+++ Extrait du texte
Par le Colonel Major (R) Mohamed Ahmed (*)
Medahmed482002@yahoo.fr

I – Une armée à l’esprit républicain

Depuis sa création en 1956 l’Armée Tunisienne a été maintenue hors du champ politique. Bourguiba, premier Président de la République et Commandant en chef des Forces Armées a toujours considéré que la Tunisie n’avait pas besoin de se doter d’une Armée nombreuse et bien équipée à l’instar des pays voisins. Mais cette Armée a toujours eu un excellent encadrement formé d’Officiers compétents issus des prestigieuses écoles militaires occidentales.

Ben Ali, lui-même issu des rangs de l’Armée, mais sans compétence particulière, a souvent montré une certaine suspicion à l’égard de l’Institution militaire. Cette suspicion l’a poussé à favoriser l’appareil sécuritaire représenté par le Ministère de l’Intérieur (Sûreté nationale, Sûreté de l’Etat) au détriment de l’Armée nationale.

Durant la décennie 1990, l’Institution militaire a été marginalisée, humiliée, voire même purgée de ses meilleurs éléments, dans la fameuse affaire du complot présumé de « Barraket Essahel 1991». Deux cent quarante quatre (244) militaires de tous grades ont été arrêtés et torturés dans les locaux du Ministère de l’Intérieur, avec la complicité du Commandement militaire

Près du tiers des victimes innocentes furent déférées devant le tribunal militaire. Elles ont écopé de lourdes peines allant jusqu’à 16 ans de prison pour un crime qui n’a jamais existé. Cette opération fut une véritable « décapitation » de l’Armée, selon l’expression de l’ancien ministre de la défense nationale de l’époque, Habib Boularès. D’autres militaires, ont été également expulsés de l’Armée, sans autre forme de procès, avant et après l’affaire de « Barraket Essahel »

Mais sous Bourguiba, la Grande Muette, bien qu’elle fût toujours cantonnée dans un rôle discret, loin des lumières, s’est vue impliquée à plusieurs reprises, dans des missions de maintien de l’ordre pour sauver le régime :

– Le 26 Janvier 1978 : La grève générale lancée par la centrale syndicale UGTT, et la sanglante répression qui s’en est suivie.
– Le 26 Janvier 1980 : les événements de Gafsa : une insurrection armée menée par des opposants tunisiens soutenus par le régime de Kaddafi.
– Décembre 1983-Janvier 1984 : les émeutes du pain.

Lors de ces événements, le Pouvoir était sérieusement entamé et l’Armée tunisienne a rempli sa mission en respectant la légalité. Une fois la mission remplie et la situation rétablie, l’Armée a rejoint ses casernements.

Cette tradition d’une armée républicaine qui reste éloignée des tentations du pouvoir, lui a valu le respect et l’admiration du peuple tunisien.

II – Rôle durant la révolution

Après la fuite de Ben Ali le 14 Janvier 2011, beaucoup d’observateurs pensaient que l’Armée tunisienne avait joué un rôle majeur dans la chute du régime. En fait, la chute de Ben Ali a été précipitée par la révolte populaire grandissante alimentée par le nombre de victimes tombées sous les balles de la police dans diverses régions du pays : Centre Ouest, Sahel, Sud, Tunis, Bizerte…etc. Ce qui a donné à cette révolte un caractère général.
++++++
+++ Données fournies
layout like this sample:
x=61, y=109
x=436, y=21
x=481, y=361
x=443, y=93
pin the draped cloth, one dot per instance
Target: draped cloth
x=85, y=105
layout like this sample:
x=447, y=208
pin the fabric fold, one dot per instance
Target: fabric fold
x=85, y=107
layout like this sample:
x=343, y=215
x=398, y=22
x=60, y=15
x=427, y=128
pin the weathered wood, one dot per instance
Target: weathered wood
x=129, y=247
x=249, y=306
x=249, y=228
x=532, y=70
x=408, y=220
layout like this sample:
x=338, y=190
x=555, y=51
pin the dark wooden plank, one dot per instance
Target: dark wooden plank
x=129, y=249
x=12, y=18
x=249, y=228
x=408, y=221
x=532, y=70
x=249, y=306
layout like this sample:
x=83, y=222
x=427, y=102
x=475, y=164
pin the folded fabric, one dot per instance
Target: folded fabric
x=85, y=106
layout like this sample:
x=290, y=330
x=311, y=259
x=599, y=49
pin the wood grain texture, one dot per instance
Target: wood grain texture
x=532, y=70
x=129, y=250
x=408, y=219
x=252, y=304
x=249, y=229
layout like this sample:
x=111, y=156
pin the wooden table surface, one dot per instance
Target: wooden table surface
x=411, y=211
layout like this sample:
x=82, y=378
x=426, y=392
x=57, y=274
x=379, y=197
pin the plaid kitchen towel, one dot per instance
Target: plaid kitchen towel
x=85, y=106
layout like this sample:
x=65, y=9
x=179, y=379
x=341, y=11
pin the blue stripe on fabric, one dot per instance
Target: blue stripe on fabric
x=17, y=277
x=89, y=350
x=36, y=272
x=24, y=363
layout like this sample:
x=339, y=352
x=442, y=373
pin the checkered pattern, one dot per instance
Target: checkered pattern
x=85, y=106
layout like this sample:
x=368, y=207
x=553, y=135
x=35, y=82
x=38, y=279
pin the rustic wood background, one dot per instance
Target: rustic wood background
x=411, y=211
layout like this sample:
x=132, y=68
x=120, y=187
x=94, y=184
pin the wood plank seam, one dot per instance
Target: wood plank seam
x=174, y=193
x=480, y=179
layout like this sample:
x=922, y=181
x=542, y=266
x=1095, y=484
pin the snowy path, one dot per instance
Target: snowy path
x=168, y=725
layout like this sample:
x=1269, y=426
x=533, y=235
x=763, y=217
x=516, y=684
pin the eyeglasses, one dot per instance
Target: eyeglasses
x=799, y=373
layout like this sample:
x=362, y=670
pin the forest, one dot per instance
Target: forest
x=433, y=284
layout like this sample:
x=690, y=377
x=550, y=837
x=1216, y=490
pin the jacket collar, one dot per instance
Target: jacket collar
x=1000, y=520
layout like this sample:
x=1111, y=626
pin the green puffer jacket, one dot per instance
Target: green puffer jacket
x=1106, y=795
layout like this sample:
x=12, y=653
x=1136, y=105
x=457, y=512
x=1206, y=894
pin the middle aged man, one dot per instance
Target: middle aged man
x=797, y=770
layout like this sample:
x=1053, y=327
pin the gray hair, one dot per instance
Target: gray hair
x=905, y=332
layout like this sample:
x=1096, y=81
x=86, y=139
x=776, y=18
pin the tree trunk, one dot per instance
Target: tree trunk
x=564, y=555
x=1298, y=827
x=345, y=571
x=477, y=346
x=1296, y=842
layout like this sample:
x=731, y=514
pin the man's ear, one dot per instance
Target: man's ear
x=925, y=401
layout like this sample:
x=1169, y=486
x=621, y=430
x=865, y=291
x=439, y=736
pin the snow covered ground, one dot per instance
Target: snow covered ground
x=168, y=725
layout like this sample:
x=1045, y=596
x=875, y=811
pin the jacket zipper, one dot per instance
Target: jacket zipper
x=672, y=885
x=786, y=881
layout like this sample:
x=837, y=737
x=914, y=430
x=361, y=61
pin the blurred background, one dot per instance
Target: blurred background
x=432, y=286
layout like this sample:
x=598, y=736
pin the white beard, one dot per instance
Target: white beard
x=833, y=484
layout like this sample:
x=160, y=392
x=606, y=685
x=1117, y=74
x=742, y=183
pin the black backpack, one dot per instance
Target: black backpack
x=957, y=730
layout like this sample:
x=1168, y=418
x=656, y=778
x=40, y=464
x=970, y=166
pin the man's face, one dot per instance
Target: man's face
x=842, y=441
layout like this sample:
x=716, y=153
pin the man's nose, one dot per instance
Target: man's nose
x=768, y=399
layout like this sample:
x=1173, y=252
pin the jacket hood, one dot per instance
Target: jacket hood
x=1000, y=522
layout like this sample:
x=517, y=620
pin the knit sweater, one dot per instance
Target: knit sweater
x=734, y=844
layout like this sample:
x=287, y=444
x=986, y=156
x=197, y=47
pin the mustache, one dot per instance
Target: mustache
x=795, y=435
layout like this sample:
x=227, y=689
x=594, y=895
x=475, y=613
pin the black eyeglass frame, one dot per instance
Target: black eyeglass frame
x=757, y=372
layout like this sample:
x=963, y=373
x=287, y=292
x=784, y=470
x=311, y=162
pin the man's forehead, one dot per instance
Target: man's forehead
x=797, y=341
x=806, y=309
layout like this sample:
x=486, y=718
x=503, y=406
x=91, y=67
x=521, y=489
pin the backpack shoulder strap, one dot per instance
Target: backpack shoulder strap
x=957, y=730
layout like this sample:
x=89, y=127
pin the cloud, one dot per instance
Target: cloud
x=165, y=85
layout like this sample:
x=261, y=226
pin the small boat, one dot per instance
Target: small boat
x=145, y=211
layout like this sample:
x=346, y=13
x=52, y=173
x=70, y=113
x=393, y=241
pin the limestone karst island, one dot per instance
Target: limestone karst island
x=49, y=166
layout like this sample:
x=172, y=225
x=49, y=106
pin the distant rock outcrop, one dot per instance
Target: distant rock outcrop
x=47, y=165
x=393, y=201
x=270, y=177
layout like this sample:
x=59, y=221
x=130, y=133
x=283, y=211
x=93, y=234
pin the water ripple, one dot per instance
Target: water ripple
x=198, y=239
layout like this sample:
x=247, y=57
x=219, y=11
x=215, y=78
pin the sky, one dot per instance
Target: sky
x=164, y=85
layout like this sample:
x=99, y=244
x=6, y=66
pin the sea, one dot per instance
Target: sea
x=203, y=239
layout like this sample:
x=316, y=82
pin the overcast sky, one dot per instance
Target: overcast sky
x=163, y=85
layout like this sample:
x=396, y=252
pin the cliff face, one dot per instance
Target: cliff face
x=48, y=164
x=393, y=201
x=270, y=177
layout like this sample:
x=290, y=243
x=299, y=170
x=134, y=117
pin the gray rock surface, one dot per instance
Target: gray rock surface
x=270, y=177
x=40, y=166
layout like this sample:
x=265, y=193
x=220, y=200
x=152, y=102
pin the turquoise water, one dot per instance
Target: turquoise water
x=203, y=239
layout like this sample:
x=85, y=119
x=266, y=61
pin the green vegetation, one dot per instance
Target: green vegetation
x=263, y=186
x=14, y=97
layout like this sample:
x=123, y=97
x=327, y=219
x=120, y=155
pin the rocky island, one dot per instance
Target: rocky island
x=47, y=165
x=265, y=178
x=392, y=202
++++++
**Consigne donnée 1**
Extrayez du texte sur l'Armée tunisienne le passage qui va de « Ben Ali, lui-même » jusqu'à « de l’Armée nationale. ».
**Consigne donnée 2**
Répondez à ces questions d'après le texte sur l'Armée tunisienne :
(a) En quelle année l'Armée tunisienne a-t-elle été créée ?
(b) Combien de militaires ont été arrêtés dans l'affaire de « Barraket Essahel 1991 » ?
(c) À quelle date Ben Ali a-t-il fui ?
**Consigne donnée 3**
Poursuivez le texte sur l'Armée tunisienne à partir de l'endroit où il s'arrête.
Ce matériel est indépendant du texte et n'en fait pas partie.

**Résultat 1**
Ben Ali, lui-même issu des rangs de l’Armée, mais sans compétence particulière, a souvent montré une certaine suspicion à l’égard de l’Institution militaire. Cette suspicion l’a poussé à favoriser l’appareil sécuritaire représenté par le Ministère de l’Intérieur (Sûreté nationale, Sûreté de l’Etat) au détriment de l’Armée nationale.

**Résultat 2**
(a) En 1956.
(b) Deux cent quarante-quatre (244).
(c) Le 14 janvier 2011.

**Résultat 3**
Face au chaos généralisé, l’Armée a été déployée dans les grandes villes pour protéger les manifestants, les bâtiments officiels, les banques et même les postes de police dont certains ont été saccagés et incendiés.

Pour éviter un bain de sang, l’Armée tunisienne a adopté, dés le début des événements, une neutralité bienveillante, voire une fraternisation avec les manifestants qui ont affronté durement une police résolument fidèle au Régime. Cette neutralité affichée de l’Institution Militaire, et cette fraternisation des troupes avec les manifestants, furent les facteurs déterminants qui ont pesé dans la suite des événements.
Ce comportement a été interprété par les journalistes, les blogueurs et les divers observateurs étrangers comme un signe de ralliement de l’Armée au peuple en révolte.

III – Contribution au processus de transition démocratique

Il est aujourd’hui admis que l’Armée tunisienne a contribué de manière déterminante à la préservation du processus de transition démocratique, alors que le pays a frôlé le chaos, à plusieurs reprises :

– A partir du 22 Janvier 2011, la Place du Gouvernement était occupée durant plusieurs jours par les manifestants venus de l’intérieur (Kasba1) : Regueb, Kasserine, Sidi Bouzid, Menzel Bouzaiane… Ils exigeaient le départ du Gouvernement.

Pendant ces journées, l’Etat était inexistant, et aucun homme politique n’était capable d’affronter la foule. Mais la grande Muette qui n’avait pas l’habitude d’exprimer publiquement ses positions va se montrer à la hauteur du moment historique.

Dans l’après midi du 24 Janvier, Le Chef d’Etat-Major de l’Armée de Terre, a fait une apparition inattendue parmi les manifestants. Il s’est adressé à une foule excitée en posant « l’Armée garante de la Révolution dans le respect de la Constitution ». Peu après, le porte-parole du Gouvernement annoncera l’imminence d’un remaniement ministériel, et la crise fut désamorcée.

– L’Armée a contribué de manière significative à la stabilité du pays en protégeant le processus de mise en place de nouvelles institutions démocratique, lors des élections. A ce titre, elle a joué un rôle majeur pour favoriser le bon déroulement des élections de 2011 (Assemblée Nationale Constituante) et de 2014 (élections parlementaires et présidentielles). Sa participation a nécessité le rappel de réservistes et le déploiement de plusieurs milliers de soldats pour la protection des bureaux de vote et pour le soutien logistique de l’ISIE (Instance Supérieure Indépendante pour les Elections).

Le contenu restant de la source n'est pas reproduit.